### Esercizi
1. Nella discussione sulla parola «carpetta», che cosa vende su e-bay un concessionario cosentino?
2. Indica se ciascuna affermazione concorda con la discussione sulla parola «carpetta», riportando fra virgolette le parole decisive.
(a) chrisrosso non può citare il sito perché non ha ancora postato più di 30 commenti.
(b) Secondo il sito della Regione Campania, i documenti vanno inseriti tutti in un'unica busta.
(c) rollingstone dichiara di venire dalla Campania.
3. Prosegui la discussione sulla parola «carpetta» dopo l'ultima frase riportata.

### Sezione di testo
################
E non preoccuparti, non rovini nulla, al massimo arricchisci la discussione...!


----------



## chrisrosso

Navigando in internet, mi accorgo che un concessionario cosentino vende su e-bay il libretto della Volkswagen Tauran con carpetta. 
(Vorrei potere citare il sito ma, non avendo ancora postato più di 30 commenti, non sono abilitato a farlo)

Anche in Campania pare che si usi. Il sito della Regione Campania (che non posso citare per motivi tecnici che ho già spiegato) parla di: *
Disposizioni​per la corretta predisposizione della documentazione​
*Al fine di semplificare il processo di valutazione, i documenti citati dovranno essere inseriti, in buste distinte,​all’interno di un raccoglitore (carpetta) nel seguente ordine...


----------



## Giannaclaudia

Grazie, per la ricchezza delle risposte.
Spero, comunque, che anche altri abbiamo voglia di intervenire e dire la loro, così potrò avere un'idea più ampia della diffusione di questo termine.

Gc


----------



## rollingstone

Sono siculo ed anche per me la carpetta è una cartella per documenti!
################
### Materiale
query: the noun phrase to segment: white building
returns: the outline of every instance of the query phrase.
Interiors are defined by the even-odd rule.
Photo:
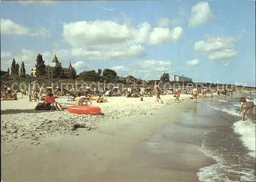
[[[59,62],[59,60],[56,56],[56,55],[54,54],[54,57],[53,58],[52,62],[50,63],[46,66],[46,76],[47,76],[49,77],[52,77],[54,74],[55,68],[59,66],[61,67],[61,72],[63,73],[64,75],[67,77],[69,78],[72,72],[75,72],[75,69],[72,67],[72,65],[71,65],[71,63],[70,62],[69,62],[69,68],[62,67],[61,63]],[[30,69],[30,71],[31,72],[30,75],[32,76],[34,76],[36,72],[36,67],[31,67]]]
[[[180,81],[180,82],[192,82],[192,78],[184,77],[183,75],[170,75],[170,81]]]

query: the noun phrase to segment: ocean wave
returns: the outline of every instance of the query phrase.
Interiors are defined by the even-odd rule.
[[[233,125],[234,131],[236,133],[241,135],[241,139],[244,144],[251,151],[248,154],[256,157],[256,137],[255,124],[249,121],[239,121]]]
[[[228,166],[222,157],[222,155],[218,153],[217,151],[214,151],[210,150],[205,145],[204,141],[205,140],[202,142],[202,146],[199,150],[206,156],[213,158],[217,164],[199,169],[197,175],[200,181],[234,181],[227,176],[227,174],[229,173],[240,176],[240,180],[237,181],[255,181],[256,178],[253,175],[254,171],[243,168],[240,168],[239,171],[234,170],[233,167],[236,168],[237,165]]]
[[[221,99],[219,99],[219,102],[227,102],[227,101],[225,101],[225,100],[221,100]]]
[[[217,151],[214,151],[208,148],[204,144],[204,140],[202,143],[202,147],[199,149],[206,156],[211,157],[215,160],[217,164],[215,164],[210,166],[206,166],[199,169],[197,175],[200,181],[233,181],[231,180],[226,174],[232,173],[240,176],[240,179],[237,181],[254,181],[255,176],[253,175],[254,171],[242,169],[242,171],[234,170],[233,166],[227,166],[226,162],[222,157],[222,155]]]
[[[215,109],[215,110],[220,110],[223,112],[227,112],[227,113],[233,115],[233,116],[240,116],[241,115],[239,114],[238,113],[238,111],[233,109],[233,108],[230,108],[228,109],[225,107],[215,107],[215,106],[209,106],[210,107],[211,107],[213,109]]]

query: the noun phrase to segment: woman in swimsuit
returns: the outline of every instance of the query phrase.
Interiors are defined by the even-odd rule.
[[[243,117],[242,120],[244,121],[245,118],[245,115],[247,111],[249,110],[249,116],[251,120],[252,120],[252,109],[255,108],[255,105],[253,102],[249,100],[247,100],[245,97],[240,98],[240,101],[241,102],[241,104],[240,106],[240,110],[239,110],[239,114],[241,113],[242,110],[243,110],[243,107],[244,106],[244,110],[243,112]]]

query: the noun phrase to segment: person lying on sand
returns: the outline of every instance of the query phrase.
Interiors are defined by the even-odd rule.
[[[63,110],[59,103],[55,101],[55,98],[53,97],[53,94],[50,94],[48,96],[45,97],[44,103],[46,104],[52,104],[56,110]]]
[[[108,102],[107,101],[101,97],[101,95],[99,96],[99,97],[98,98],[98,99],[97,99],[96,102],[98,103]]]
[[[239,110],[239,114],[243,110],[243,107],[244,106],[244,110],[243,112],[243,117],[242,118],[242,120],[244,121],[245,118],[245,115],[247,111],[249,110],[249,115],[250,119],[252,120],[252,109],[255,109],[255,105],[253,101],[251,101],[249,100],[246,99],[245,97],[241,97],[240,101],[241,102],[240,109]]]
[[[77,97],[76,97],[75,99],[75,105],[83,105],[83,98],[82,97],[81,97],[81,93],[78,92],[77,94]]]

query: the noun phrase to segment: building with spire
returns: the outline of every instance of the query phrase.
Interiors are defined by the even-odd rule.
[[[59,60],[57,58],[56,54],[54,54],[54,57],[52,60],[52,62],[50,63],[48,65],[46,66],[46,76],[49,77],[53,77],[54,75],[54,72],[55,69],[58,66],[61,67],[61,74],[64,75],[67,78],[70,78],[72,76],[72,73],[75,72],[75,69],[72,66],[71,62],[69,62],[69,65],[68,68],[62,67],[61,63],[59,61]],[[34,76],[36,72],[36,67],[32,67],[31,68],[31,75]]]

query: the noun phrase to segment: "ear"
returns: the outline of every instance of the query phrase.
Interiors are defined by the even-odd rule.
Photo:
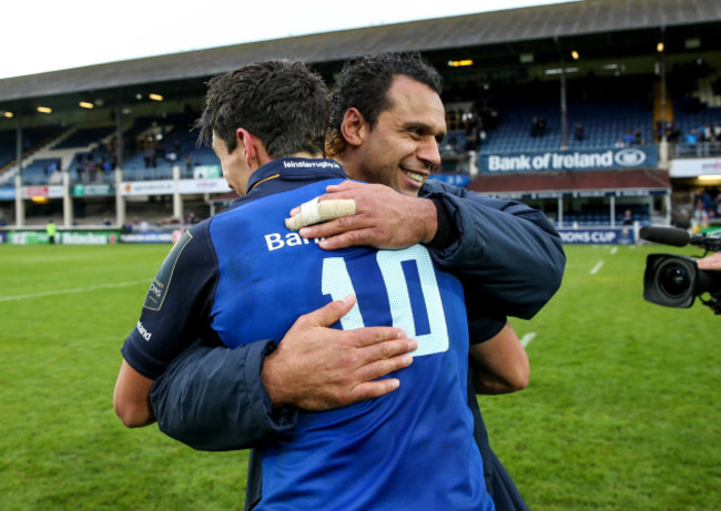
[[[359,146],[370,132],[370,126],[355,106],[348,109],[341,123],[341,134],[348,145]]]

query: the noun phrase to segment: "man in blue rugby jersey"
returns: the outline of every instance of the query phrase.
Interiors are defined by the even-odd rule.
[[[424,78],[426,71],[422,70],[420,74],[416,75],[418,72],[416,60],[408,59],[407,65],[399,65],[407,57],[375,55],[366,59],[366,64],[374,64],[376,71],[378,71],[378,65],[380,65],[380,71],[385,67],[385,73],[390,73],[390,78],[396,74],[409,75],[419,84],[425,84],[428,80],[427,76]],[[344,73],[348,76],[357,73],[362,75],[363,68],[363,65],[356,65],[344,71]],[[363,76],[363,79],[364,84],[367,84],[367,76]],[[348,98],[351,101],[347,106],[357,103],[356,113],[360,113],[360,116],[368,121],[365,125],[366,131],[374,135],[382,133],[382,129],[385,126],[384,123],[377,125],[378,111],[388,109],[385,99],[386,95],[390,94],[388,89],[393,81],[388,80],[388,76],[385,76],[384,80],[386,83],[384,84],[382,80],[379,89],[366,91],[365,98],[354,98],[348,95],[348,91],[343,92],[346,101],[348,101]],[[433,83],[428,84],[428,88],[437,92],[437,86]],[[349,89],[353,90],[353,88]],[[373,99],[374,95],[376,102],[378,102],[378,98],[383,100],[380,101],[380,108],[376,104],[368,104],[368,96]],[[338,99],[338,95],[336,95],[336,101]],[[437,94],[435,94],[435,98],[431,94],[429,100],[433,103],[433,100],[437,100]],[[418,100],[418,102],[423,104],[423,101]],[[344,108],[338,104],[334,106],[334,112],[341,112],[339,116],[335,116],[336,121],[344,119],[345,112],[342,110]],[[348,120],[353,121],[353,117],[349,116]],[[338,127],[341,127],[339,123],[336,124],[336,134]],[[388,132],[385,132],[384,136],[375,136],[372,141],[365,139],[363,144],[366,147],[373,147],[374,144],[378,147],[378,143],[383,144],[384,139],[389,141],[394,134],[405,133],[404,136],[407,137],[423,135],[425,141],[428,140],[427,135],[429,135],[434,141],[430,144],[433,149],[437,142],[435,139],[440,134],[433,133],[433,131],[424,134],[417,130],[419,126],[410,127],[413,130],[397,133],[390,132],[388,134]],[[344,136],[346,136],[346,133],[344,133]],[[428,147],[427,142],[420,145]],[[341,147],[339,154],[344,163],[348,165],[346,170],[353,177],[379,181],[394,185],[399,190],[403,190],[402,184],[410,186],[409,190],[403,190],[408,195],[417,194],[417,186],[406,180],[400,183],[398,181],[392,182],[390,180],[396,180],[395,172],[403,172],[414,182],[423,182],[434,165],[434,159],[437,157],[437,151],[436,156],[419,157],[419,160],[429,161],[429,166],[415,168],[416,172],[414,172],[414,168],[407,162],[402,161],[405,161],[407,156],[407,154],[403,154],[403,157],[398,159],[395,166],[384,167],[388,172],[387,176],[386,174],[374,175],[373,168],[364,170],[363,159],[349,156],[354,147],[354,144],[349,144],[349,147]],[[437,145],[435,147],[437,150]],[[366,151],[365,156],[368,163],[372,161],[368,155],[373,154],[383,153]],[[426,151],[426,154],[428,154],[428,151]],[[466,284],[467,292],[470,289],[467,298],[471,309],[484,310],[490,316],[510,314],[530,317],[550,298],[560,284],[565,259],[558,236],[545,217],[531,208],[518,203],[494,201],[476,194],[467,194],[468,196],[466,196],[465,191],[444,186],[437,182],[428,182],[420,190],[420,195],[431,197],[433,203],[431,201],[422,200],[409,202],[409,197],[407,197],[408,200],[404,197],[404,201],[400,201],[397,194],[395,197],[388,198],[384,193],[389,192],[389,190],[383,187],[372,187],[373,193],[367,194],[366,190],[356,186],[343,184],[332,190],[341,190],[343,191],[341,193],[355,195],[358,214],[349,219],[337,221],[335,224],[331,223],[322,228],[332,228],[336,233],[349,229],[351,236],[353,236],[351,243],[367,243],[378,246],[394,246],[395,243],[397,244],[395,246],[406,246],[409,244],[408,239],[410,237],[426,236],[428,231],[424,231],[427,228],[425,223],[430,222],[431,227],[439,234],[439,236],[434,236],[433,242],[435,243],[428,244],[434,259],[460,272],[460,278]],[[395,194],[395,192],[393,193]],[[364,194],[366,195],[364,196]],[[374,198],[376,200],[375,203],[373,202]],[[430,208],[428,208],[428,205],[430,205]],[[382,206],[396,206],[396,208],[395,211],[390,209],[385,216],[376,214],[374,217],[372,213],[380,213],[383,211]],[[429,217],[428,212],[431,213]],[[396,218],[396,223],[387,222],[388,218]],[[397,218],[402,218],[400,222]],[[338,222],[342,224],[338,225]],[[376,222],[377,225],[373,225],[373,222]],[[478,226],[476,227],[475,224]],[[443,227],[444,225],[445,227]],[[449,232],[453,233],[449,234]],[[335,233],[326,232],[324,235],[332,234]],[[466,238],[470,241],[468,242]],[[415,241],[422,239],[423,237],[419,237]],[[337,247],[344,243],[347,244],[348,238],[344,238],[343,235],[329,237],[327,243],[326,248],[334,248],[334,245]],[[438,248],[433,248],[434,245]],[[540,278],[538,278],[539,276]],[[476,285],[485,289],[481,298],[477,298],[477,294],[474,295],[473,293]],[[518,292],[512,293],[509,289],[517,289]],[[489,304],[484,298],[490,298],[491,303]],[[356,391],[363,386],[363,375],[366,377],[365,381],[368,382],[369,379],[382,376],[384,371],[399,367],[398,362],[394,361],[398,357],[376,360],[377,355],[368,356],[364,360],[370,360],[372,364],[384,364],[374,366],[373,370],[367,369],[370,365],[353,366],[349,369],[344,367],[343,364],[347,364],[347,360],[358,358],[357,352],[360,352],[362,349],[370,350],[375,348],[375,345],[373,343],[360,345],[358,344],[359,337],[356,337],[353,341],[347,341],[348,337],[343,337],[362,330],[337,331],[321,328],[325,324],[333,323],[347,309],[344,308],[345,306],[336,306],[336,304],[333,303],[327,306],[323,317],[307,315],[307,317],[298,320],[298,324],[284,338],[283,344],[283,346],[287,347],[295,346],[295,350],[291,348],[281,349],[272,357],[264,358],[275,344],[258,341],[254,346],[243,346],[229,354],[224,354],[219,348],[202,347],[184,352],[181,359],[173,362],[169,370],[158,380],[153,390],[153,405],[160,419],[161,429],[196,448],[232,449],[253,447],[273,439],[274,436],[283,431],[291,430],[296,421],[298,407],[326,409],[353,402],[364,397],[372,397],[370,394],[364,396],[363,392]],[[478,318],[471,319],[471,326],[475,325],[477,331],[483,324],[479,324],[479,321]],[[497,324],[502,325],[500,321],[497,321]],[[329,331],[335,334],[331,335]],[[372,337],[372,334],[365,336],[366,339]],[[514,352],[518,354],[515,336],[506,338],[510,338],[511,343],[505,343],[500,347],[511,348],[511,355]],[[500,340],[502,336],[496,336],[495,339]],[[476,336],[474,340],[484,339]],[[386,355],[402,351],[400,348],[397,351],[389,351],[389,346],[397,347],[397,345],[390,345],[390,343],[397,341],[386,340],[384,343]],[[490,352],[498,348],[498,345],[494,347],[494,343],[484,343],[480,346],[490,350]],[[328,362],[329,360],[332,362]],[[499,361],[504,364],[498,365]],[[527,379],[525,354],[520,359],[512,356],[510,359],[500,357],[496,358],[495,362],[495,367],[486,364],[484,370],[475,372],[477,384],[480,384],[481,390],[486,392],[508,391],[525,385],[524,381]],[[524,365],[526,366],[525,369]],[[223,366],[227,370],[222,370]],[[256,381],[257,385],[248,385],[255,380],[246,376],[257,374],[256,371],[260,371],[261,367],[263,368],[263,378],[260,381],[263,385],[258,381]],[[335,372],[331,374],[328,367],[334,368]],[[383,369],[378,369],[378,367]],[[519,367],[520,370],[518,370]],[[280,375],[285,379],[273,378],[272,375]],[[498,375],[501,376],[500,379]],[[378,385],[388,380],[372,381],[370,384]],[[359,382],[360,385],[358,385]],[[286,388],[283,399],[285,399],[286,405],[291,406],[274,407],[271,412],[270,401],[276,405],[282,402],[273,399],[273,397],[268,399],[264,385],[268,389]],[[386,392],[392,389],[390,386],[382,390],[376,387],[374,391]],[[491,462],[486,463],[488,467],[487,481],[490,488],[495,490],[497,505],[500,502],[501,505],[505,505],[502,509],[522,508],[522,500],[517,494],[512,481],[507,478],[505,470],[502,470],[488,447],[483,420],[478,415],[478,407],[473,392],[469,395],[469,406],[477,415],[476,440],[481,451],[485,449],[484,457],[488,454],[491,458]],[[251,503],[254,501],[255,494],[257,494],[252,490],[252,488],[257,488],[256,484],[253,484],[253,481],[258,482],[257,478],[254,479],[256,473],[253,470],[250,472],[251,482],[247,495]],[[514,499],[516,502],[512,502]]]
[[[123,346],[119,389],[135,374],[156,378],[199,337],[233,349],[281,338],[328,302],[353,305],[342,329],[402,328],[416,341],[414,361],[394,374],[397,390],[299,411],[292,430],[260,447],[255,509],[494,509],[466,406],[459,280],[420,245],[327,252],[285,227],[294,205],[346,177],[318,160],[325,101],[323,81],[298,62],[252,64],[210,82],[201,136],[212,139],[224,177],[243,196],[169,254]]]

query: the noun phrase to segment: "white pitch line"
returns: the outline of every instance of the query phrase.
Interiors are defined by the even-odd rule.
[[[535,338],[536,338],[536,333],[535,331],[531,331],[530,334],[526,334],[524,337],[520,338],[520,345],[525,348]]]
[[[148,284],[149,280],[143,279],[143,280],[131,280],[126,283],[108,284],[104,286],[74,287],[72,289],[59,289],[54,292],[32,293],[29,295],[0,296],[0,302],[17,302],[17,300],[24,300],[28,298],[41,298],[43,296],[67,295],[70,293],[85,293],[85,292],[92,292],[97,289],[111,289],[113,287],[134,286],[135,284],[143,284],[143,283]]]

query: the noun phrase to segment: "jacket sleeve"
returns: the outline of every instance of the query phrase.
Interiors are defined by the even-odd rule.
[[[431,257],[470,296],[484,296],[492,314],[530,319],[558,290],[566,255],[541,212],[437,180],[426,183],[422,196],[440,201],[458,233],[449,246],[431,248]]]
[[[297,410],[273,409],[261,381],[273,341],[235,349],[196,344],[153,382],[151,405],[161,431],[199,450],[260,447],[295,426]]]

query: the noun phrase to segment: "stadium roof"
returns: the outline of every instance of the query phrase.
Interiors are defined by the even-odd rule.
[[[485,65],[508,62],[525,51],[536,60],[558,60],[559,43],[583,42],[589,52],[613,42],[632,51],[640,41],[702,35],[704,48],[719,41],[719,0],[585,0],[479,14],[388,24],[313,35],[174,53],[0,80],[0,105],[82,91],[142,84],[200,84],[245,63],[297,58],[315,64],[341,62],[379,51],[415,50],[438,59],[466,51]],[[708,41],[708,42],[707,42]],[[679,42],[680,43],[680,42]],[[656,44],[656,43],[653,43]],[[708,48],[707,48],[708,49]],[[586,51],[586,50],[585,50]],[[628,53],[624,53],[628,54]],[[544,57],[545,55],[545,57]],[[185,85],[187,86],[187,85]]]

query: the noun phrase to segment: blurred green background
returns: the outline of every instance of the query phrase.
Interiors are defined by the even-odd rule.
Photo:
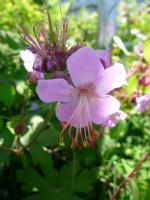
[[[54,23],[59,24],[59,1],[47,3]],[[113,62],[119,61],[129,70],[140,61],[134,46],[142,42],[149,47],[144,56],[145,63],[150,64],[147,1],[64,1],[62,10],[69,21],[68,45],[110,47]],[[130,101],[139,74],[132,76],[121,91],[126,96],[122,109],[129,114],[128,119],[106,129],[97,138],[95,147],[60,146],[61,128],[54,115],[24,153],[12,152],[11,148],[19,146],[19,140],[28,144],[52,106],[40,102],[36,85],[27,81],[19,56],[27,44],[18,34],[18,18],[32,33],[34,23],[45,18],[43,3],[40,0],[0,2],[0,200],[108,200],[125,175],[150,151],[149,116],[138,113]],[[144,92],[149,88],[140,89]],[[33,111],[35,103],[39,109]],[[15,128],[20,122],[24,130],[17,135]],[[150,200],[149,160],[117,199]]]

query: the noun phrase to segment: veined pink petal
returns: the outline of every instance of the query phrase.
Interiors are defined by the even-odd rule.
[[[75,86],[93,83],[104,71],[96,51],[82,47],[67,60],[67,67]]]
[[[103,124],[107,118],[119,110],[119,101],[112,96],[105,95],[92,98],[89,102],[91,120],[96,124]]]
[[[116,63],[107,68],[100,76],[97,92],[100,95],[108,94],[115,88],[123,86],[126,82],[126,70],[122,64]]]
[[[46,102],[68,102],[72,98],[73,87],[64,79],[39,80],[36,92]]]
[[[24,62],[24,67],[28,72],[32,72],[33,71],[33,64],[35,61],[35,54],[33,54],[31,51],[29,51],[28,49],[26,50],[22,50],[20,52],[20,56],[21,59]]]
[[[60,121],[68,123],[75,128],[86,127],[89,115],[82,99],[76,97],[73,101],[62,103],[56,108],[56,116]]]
################
### Risposte
1. Il libretto della Volkswagen Tauran con carpetta.

2.
(a) Sì: «non avendo ancora postato più di 30 commenti, non sono abilitato a farlo».
(b) No: «in buste distinte».
(c) No: «Sono siculo».

3.
----------



## rubuk

chrisrosso said:


> _...
> ...Forse è più facile dire che il lemma risulta strano ai padanoparlanti..._


_

Ciao Giannaclaudia ciao tutti, io non sarò padanoparlante, perché sono ligure, ma carpetta per me non è una piccola carpa ma una cartellina contenente fogli o documenti. Dove ho mai imparato questo significato del termine? Chissà, lo so da sempre, forse l'ho appreso da mio nonno o da mia nonna, che erano entrambi ottocenteschi e prossimi al confine toscano, forse da qualche prete erudito che insegnava alle medie o in oratorio, tant'è lo conosco, e non sono il solo fra i miei conoscenti, fra i quali anche qualche abitante della valle Scrivia (loro si padanoparlanti) 

St._


----------



## facciadipietra

Io ho vissuto tra Liguria e Toscana: il termine "carpetta" l'ho sentito spesso, lo capisco perfettamente, ma ho usato sempre, "istintivamente", il più diffuso "cartellina".


----------



## Lucy Van Pelt

Io sono fiorentina e qua non si usa.
Sono di origine siciliana, e non l' avevo mai sentito dire neanche da mio padre, ma probabilmente luio non era a conoscenza di termini usati per lo più in uffici.

Conosco questa parola perché sia nel lavoro attuale, sia in uno dei miei precedenti lavori, ho/ ho avuto  a che fare con persone bolognesi, e loro lo utilizzano normalmente per definire sia quelle cartelline trasparenti dentro cui si mettono fogli o documenti, sia per quelle cartelline in cartoncino leggero con lembi, con o senza elastici.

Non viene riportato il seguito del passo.